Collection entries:
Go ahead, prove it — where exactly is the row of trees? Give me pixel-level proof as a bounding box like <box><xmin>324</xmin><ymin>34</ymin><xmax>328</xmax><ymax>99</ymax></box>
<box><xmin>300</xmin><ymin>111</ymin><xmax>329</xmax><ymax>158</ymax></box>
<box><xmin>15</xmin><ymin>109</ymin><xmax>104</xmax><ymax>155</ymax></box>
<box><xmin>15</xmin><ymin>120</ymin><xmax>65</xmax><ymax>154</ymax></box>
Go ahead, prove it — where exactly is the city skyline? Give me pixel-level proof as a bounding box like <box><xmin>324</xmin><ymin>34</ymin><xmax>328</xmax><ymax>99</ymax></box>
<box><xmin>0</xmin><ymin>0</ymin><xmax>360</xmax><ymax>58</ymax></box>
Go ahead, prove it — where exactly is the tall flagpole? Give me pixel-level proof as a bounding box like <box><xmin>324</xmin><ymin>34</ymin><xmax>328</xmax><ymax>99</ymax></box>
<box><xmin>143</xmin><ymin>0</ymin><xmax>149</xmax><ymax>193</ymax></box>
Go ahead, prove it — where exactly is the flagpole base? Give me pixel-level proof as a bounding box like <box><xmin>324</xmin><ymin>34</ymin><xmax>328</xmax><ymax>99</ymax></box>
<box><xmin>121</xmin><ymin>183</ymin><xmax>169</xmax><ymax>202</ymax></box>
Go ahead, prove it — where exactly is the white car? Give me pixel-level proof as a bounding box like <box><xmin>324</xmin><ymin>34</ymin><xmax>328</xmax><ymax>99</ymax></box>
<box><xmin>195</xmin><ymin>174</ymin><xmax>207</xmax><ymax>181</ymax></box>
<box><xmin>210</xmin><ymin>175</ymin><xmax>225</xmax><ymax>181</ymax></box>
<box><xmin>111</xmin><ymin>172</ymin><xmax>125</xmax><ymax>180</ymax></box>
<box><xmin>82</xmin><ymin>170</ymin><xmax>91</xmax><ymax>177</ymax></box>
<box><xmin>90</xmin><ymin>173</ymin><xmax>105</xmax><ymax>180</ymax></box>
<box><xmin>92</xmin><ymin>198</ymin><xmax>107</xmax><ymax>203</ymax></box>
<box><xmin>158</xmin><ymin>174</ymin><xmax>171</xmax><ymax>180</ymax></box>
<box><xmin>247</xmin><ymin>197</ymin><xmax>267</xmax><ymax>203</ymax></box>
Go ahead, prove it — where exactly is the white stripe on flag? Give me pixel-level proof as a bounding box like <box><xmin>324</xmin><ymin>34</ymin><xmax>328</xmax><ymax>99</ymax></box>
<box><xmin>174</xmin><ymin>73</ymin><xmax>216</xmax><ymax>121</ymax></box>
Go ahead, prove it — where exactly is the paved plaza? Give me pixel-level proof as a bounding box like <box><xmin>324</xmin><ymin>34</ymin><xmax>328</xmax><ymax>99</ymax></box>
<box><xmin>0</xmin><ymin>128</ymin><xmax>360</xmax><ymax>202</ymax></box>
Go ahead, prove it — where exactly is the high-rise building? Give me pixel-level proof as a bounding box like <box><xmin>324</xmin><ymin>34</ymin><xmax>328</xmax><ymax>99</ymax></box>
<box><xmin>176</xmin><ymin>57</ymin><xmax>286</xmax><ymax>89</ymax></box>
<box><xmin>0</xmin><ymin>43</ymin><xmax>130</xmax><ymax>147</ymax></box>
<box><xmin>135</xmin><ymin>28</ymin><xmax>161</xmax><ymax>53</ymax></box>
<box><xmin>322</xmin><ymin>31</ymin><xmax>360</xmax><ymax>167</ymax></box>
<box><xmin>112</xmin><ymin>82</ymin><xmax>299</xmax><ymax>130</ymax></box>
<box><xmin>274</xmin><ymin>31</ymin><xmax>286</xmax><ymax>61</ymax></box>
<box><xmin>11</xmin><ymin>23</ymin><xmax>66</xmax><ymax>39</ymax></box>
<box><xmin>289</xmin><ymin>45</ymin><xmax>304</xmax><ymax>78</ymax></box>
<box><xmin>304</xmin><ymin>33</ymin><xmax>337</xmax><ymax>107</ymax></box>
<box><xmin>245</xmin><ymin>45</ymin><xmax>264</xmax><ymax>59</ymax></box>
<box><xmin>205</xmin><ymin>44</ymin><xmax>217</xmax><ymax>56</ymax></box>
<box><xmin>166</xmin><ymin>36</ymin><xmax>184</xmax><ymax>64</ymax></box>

== Given task ==
Write out all of the records above line for line, changing nothing.

== Full answer ==
Go ahead, prove it — where exactly is the row of trees? Give me pixel-level proof as a bounding box like <box><xmin>324</xmin><ymin>34</ymin><xmax>328</xmax><ymax>99</ymax></box>
<box><xmin>300</xmin><ymin>111</ymin><xmax>329</xmax><ymax>158</ymax></box>
<box><xmin>15</xmin><ymin>109</ymin><xmax>104</xmax><ymax>155</ymax></box>
<box><xmin>15</xmin><ymin>120</ymin><xmax>65</xmax><ymax>154</ymax></box>
Go ahead, prove it — where exactly is the city skyline? Give me pixel-level proof as a bounding box like <box><xmin>324</xmin><ymin>34</ymin><xmax>328</xmax><ymax>99</ymax></box>
<box><xmin>0</xmin><ymin>0</ymin><xmax>360</xmax><ymax>58</ymax></box>
Go ahead, prove it — where exactly is the tall flagpole? Give me pixel-level proof as a bounding box like <box><xmin>324</xmin><ymin>34</ymin><xmax>328</xmax><ymax>99</ymax></box>
<box><xmin>143</xmin><ymin>0</ymin><xmax>149</xmax><ymax>193</ymax></box>
Go ahead, prove it — where exactly is the flagpole base? Give me pixel-level proof as a bounding box like <box><xmin>324</xmin><ymin>34</ymin><xmax>328</xmax><ymax>99</ymax></box>
<box><xmin>121</xmin><ymin>183</ymin><xmax>169</xmax><ymax>202</ymax></box>
Go ahead, prove it — where exactly is the white car? Give me pixel-level proof as a bounding box like <box><xmin>324</xmin><ymin>34</ymin><xmax>328</xmax><ymax>99</ymax></box>
<box><xmin>195</xmin><ymin>174</ymin><xmax>207</xmax><ymax>181</ymax></box>
<box><xmin>210</xmin><ymin>175</ymin><xmax>225</xmax><ymax>181</ymax></box>
<box><xmin>111</xmin><ymin>172</ymin><xmax>125</xmax><ymax>180</ymax></box>
<box><xmin>82</xmin><ymin>170</ymin><xmax>91</xmax><ymax>177</ymax></box>
<box><xmin>90</xmin><ymin>173</ymin><xmax>105</xmax><ymax>180</ymax></box>
<box><xmin>92</xmin><ymin>198</ymin><xmax>107</xmax><ymax>203</ymax></box>
<box><xmin>158</xmin><ymin>174</ymin><xmax>171</xmax><ymax>180</ymax></box>
<box><xmin>247</xmin><ymin>197</ymin><xmax>267</xmax><ymax>203</ymax></box>
Go ahead, prove it — where exactly is the white stripe on flag? Give me pixel-level proof as a bounding box like <box><xmin>324</xmin><ymin>34</ymin><xmax>328</xmax><ymax>99</ymax></box>
<box><xmin>174</xmin><ymin>73</ymin><xmax>216</xmax><ymax>121</ymax></box>
Go ahead, prove it — where exactly is the paved plaza? Give me pixel-level proof as a bounding box like <box><xmin>324</xmin><ymin>34</ymin><xmax>328</xmax><ymax>99</ymax></box>
<box><xmin>0</xmin><ymin>128</ymin><xmax>360</xmax><ymax>202</ymax></box>
Go ahead, prove it — where exactly is the high-rise building? Give me pixel-level proof as a bounding box like <box><xmin>324</xmin><ymin>34</ymin><xmax>328</xmax><ymax>99</ymax></box>
<box><xmin>176</xmin><ymin>57</ymin><xmax>286</xmax><ymax>89</ymax></box>
<box><xmin>0</xmin><ymin>43</ymin><xmax>130</xmax><ymax>147</ymax></box>
<box><xmin>135</xmin><ymin>28</ymin><xmax>161</xmax><ymax>53</ymax></box>
<box><xmin>322</xmin><ymin>31</ymin><xmax>360</xmax><ymax>167</ymax></box>
<box><xmin>112</xmin><ymin>82</ymin><xmax>299</xmax><ymax>130</ymax></box>
<box><xmin>274</xmin><ymin>31</ymin><xmax>286</xmax><ymax>61</ymax></box>
<box><xmin>11</xmin><ymin>23</ymin><xmax>66</xmax><ymax>39</ymax></box>
<box><xmin>289</xmin><ymin>45</ymin><xmax>304</xmax><ymax>78</ymax></box>
<box><xmin>304</xmin><ymin>33</ymin><xmax>337</xmax><ymax>107</ymax></box>
<box><xmin>245</xmin><ymin>45</ymin><xmax>264</xmax><ymax>59</ymax></box>
<box><xmin>205</xmin><ymin>44</ymin><xmax>217</xmax><ymax>56</ymax></box>
<box><xmin>166</xmin><ymin>36</ymin><xmax>184</xmax><ymax>64</ymax></box>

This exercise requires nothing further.